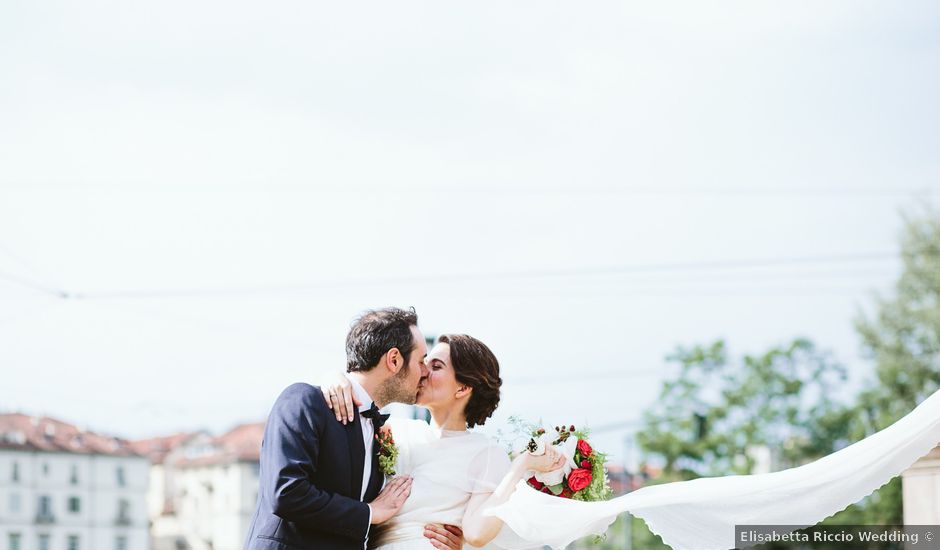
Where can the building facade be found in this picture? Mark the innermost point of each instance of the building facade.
(203, 489)
(921, 490)
(62, 488)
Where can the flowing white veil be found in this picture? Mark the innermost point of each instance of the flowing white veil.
(701, 514)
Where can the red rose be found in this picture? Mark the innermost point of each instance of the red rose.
(584, 448)
(579, 479)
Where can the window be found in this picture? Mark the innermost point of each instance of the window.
(124, 512)
(45, 506)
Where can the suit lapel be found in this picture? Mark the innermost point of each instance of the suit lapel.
(357, 452)
(377, 477)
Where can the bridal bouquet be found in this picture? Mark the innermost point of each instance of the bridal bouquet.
(583, 477)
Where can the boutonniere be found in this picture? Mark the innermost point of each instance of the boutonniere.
(388, 452)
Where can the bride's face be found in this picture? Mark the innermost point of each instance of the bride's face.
(439, 389)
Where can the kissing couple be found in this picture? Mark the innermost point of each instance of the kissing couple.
(334, 478)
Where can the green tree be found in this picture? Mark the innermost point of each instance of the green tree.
(902, 337)
(717, 412)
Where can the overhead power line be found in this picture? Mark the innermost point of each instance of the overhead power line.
(730, 190)
(483, 276)
(28, 283)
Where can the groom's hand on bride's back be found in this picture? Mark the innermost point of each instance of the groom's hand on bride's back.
(448, 536)
(390, 500)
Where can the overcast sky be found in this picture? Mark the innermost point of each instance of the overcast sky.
(223, 186)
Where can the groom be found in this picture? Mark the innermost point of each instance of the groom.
(320, 483)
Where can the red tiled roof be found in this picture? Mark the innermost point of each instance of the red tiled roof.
(31, 433)
(244, 440)
(156, 448)
(241, 443)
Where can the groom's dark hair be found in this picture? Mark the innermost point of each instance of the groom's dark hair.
(376, 332)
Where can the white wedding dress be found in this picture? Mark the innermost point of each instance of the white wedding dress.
(689, 515)
(447, 467)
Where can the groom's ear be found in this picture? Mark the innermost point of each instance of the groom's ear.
(394, 361)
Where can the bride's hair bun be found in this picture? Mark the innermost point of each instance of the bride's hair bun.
(476, 366)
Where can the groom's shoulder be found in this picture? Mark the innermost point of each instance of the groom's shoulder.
(302, 393)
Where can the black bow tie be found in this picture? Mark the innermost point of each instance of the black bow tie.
(378, 419)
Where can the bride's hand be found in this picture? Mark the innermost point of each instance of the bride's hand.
(340, 399)
(548, 462)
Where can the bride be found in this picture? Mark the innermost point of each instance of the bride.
(456, 474)
(462, 478)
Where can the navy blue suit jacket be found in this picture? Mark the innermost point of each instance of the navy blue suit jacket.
(311, 478)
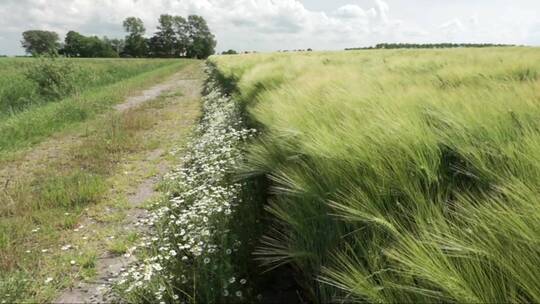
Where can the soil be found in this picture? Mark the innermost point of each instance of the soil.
(109, 265)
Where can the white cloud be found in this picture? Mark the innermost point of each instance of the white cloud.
(277, 24)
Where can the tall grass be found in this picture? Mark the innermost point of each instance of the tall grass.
(399, 176)
(93, 86)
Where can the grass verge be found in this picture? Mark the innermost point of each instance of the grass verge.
(46, 242)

* * * * * * * * *

Brief ->
Present all the rows above as a numbered list with no blank lines, and leave the pictures out.

Reply to the task ->
1. Where can the building facade be found in this picture? Mark the innermost point of each instance of the building facade.
2. (203, 489)
3. (921, 490)
4. (62, 488)
5. Where can the flowing white veil be found in this picture? Mark the innermost point of each instance of the flowing white veil.
6. (701, 514)
7. Where can the red rose be found in this picture? Mark the innermost point of each instance of the red rose.
8. (584, 448)
9. (579, 479)
10. Where can the window be found in this picture? Mark the innermost point of each instance of the window.
11. (124, 512)
12. (45, 506)
13. Where can the suit lapel be found in this picture? Mark the innermost point of each instance of the suit lapel.
14. (357, 452)
15. (377, 477)
16. Where can the bridal bouquet be found in this picture? Mark the innermost point of each instance of the bridal bouquet.
17. (583, 477)
18. Where can the boutonniere be found in this picture? Mark the innermost point of each instance of the boutonniere.
19. (388, 452)
20. Where can the bride's face be found in this picture? Mark the innermost point of each instance of the bride's face.
21. (439, 389)
22. Where can the kissing couple be found in this picture? Mark the innermost point of each instance of the kissing couple.
23. (334, 478)
24. Where can the green tree be found in this picture? Mark the innermost point of each instance of the green tree.
25. (902, 337)
26. (717, 412)
27. Where can the overhead power line be found in this picture? Mark the innermost point of each instance of the overhead power line.
28. (730, 190)
29. (483, 276)
30. (28, 283)
31. Where can the groom's hand on bride's back be found in this picture? Mark the innermost point of each instance of the groom's hand on bride's back.
32. (448, 536)
33. (390, 500)
34. Where can the overcast sky be found in this picture? Mark the innermost point of each instance of the overcast sky.
35. (223, 186)
36. Where can the groom be found in this picture? Mark the innermost point of each instance of the groom.
37. (320, 483)
38. Where can the red tiled roof be found in this picture? Mark the innermost point of each instance of the red tiled roof.
39. (31, 433)
40. (244, 440)
41. (156, 448)
42. (241, 443)
43. Where can the groom's dark hair be found in this picture? Mark the innermost point of each instance of the groom's dark hair.
44. (376, 332)
45. Where can the white wedding dress be found in this picture? Mark the innermost point of each instance of the white wedding dress.
46. (689, 515)
47. (447, 467)
48. Where can the groom's ear be found in this picture? Mark the innermost point of each instance of the groom's ear.
49. (394, 361)
50. Where can the bride's hair bun be found in this picture? Mark the innermost point of each instance of the bride's hair bun.
51. (476, 366)
52. Where can the groom's shoulder be found in this picture? Mark the innermost point of each instance of the groom's shoulder.
53. (302, 393)
54. Where can the black bow tie be found in this picture? Mark the innermost point of each instance of the black bow tie.
55. (378, 419)
56. Where can the bride's hand be found in this picture? Mark the innermost point of each instance of the bride's hand.
57. (340, 399)
58. (548, 462)
59. Where can the bride be found in this picture? Mark the innermost point of each instance of the bride.
60. (456, 474)
61. (462, 478)
62. Where can the navy blue suit jacket be found in this picture? Mark the innermost point of each instance of the navy blue suit jacket.
63. (311, 478)
64. Where can the soil be found in this picture? Mark the innermost point of each instance of the soil.
65. (109, 265)
66. Where can the white cloud be found in this picture? Mark the innermost point of each instance of the white cloud.
67. (277, 24)
68. Where can the tall grass be found in this picture? Mark the innermost point of each instance of the tall grass.
69. (399, 176)
70. (93, 86)
71. Where can the grass verge be found in this picture? Mark the innermost point of each instance of the grass verge.
72. (46, 242)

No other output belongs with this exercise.